**Description of the task**:
Could you write out the data below again, changing every "single dot" to "single point" and keeping everything else unchanged, with the pictures left out?
begin Input records
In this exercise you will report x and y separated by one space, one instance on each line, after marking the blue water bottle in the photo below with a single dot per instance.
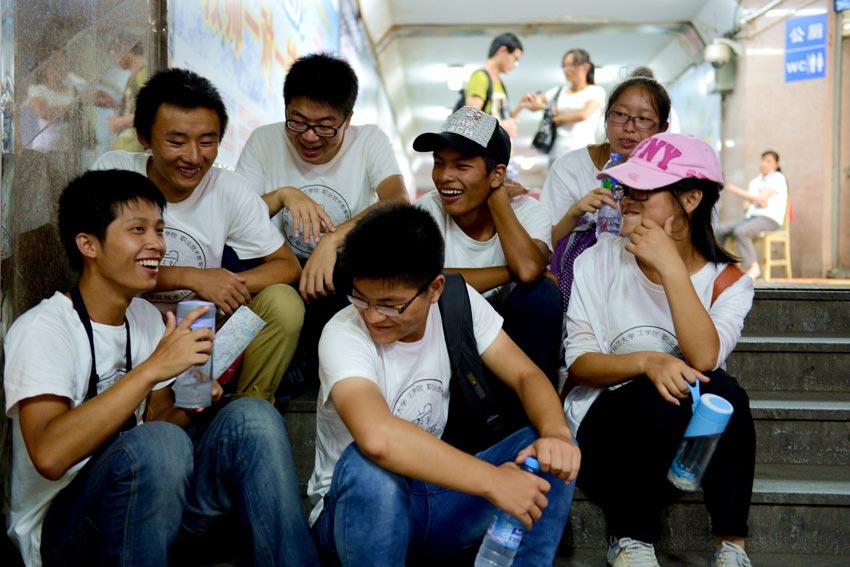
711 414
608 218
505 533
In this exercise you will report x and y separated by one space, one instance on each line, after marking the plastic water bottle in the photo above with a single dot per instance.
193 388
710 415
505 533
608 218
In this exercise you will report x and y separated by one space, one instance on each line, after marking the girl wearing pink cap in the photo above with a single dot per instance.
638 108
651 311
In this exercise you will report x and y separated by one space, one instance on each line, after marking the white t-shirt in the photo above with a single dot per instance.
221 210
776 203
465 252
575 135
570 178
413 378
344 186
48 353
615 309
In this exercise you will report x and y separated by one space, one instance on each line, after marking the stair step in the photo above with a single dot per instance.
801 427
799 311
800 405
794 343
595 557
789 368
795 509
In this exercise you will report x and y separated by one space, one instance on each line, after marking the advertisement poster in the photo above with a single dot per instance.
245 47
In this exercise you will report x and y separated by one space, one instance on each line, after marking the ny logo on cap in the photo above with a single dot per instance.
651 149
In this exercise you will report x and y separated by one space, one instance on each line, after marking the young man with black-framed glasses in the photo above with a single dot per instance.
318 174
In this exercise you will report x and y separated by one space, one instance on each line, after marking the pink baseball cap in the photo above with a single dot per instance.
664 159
end Input records
**Written response**:
In this exercise you will report x and y separated by one space, one instance on each line, after marking the blue water bottle in the photo below with a single point per instance.
711 414
608 218
505 533
In this exercise you will report x and y separated by one space, one instance on each line, after marking the plastic water bottle in the photo above with a single point per instance.
193 388
710 415
505 533
608 218
In this exercise you will report x and y separated by one space, one instance on each line, after marking the girl wearing pink cap in the photo above with a single point per instance.
638 108
651 311
In this exercise you will report x and y separated by one space, one instance on each line, after marking the white t-shirt in the photo above with a single point per instance.
221 210
776 203
465 252
575 135
570 178
413 378
344 186
48 353
615 309
In this exercise you will report x and y separated by one space, one instance on each line, after marking the stair step in the photo above with a single point per instance.
801 427
799 311
800 405
794 343
595 557
789 368
795 509
In this exercise you will report x and y separated by one space, one instance on each line, after marking the advertisement poster in the photo above with a single point per instance.
245 47
In this exercise you will report x and y separated by one space, one instance on each line, after marking the ny logo on cap in the photo above with a single point per instance.
651 149
In this exercise you will report x and y separated by one space, one instance on each line, after marking the young man with black-framed glasses in the photo above with a single point per instance.
318 174
In this exercise you will report x and y separated by one space, one instance on each line, after marking the pink baseball cap in the photo above with a single point per instance.
664 159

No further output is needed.